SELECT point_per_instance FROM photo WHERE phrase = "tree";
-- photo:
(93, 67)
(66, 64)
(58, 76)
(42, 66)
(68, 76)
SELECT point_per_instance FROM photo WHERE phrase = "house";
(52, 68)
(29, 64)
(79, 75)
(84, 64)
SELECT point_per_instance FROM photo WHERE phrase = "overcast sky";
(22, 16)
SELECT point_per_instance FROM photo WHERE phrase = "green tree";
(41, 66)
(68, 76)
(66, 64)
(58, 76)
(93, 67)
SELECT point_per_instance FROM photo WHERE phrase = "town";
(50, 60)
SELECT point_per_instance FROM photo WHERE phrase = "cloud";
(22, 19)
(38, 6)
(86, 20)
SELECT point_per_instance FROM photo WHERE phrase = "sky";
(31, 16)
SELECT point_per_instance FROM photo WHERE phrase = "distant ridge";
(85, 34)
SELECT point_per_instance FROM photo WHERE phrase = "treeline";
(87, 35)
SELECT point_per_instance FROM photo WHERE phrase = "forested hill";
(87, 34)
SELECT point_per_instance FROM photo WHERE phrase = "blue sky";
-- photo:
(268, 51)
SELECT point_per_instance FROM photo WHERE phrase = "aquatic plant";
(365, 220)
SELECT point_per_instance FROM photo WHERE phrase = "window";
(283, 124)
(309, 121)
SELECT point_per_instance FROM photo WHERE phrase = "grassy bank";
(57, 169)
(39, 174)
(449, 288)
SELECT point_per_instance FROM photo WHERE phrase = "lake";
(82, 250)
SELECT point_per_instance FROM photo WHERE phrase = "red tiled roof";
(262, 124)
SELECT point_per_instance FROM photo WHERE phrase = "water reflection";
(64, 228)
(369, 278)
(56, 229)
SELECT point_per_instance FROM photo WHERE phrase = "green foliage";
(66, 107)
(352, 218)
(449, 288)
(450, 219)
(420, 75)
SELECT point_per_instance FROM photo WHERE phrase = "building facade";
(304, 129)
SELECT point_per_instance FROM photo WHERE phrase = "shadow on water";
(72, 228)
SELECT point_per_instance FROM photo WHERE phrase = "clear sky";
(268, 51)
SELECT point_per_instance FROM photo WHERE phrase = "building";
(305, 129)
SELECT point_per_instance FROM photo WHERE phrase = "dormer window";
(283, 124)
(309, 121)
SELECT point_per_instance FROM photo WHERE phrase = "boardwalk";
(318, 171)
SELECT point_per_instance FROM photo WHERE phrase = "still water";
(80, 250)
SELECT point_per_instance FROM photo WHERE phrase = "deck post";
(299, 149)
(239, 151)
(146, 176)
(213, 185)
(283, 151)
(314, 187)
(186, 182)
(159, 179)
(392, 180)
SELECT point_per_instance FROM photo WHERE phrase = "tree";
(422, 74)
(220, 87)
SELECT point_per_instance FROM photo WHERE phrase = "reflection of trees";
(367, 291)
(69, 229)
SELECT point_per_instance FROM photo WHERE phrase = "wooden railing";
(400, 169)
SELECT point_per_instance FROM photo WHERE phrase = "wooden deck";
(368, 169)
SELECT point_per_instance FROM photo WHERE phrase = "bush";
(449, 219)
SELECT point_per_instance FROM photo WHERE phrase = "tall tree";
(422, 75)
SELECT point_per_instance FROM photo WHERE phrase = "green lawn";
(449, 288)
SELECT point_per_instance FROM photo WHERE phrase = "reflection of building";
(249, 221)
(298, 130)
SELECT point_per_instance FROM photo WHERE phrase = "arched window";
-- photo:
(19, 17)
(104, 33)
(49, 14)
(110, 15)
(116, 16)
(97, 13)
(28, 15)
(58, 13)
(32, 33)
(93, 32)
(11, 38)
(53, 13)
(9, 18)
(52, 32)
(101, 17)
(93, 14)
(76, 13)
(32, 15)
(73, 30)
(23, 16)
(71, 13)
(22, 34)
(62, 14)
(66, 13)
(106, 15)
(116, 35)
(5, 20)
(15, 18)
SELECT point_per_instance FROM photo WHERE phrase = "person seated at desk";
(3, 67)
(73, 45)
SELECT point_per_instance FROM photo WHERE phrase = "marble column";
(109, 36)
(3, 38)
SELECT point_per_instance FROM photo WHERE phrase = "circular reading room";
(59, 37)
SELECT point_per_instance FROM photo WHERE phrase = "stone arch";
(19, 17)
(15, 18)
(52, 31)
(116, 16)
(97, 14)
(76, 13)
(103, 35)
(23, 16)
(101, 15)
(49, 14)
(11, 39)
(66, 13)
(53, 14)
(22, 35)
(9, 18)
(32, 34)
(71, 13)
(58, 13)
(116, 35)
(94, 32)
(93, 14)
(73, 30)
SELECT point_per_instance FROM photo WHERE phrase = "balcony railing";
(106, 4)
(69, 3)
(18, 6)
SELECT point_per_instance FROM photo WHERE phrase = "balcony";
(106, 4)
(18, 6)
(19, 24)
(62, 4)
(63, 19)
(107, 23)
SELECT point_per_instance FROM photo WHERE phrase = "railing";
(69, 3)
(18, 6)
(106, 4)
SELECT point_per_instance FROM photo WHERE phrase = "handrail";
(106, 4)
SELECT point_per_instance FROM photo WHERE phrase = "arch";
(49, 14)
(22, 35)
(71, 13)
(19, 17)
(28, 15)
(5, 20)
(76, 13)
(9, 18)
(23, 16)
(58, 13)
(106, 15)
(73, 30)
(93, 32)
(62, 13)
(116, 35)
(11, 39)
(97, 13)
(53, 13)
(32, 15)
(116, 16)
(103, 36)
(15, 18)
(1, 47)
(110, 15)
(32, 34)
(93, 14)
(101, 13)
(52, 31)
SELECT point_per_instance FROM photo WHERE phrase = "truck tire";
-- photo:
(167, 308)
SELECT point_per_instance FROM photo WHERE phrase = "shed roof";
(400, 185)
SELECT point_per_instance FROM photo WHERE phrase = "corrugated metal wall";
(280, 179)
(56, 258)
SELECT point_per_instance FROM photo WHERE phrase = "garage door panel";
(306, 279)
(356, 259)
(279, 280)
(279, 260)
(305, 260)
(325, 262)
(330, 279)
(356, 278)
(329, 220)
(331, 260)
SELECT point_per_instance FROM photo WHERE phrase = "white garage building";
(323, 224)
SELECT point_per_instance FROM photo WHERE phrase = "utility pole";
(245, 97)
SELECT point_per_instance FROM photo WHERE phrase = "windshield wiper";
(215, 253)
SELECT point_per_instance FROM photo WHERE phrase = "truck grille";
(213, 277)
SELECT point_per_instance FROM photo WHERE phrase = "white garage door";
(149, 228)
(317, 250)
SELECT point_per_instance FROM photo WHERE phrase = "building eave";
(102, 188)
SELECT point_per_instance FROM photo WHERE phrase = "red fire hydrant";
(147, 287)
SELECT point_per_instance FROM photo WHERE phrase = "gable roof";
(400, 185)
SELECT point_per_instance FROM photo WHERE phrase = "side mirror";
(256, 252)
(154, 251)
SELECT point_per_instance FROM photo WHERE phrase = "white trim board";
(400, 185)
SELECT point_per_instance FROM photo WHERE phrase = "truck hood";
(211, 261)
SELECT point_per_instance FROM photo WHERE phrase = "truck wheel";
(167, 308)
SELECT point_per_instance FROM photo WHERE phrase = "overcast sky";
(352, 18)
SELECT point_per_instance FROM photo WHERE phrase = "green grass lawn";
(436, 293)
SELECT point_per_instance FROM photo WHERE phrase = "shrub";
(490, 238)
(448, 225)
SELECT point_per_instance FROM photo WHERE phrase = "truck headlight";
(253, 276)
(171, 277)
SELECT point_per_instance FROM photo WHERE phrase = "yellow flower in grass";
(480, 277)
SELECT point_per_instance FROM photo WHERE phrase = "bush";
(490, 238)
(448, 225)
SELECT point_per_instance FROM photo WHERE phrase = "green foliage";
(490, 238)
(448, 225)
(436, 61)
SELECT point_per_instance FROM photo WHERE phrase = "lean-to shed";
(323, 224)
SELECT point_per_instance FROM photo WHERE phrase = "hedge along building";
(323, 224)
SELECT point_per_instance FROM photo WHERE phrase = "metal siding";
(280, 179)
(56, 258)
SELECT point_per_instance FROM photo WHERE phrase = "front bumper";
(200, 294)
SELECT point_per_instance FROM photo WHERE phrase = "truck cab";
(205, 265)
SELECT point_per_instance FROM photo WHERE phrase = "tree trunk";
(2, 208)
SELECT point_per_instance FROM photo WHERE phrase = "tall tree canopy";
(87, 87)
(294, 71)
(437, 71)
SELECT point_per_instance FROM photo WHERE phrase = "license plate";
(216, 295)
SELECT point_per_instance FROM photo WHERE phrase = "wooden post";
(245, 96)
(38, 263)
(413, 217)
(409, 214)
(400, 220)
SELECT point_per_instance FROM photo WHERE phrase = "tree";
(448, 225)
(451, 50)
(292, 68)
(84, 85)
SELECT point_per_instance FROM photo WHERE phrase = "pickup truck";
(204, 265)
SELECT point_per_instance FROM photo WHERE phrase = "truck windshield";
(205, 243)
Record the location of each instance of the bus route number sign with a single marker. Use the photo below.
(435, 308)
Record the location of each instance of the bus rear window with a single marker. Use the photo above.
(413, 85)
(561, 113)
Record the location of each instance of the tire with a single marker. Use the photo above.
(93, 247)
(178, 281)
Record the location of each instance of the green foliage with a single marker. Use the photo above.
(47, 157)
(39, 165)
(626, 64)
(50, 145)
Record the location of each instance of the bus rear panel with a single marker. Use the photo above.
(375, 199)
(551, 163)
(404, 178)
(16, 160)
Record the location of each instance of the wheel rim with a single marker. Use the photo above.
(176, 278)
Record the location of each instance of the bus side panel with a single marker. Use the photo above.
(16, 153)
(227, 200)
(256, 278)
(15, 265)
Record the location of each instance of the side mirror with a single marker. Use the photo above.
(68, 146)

....

GIVEN INSTRUCTION: Everything from the line containing "Record the location of each instance of the bus route" to the last line of the entries above should be quoted exactly, and only that.

RESULT FOR THIS EXERCISE:
Record the location of each instance of the bus route number sign with a single marker. Use the photo below.
(435, 308)
Record the location of each instance of the bus rear window with a single marker. Use the photo above.
(413, 85)
(561, 113)
Record the location of each instance of the tire with a single marker. Use the photo above.
(93, 247)
(178, 281)
Record the location of each instance of the green foliage with a single marker. Use the photo above.
(47, 157)
(39, 165)
(626, 64)
(50, 145)
Record the location of each instance of the bus rear panel with a single marker. Use the photo above.
(375, 199)
(551, 163)
(404, 178)
(16, 160)
Record the location of each instance of the wheel rim with a single marker. Use the photo above.
(176, 278)
Record the location of each instance of the bus side panel with a single marker. Use the photo above.
(16, 153)
(227, 200)
(256, 278)
(15, 265)
Record the location of each instance of the side mirror with a single marker. Use the photo above.
(68, 146)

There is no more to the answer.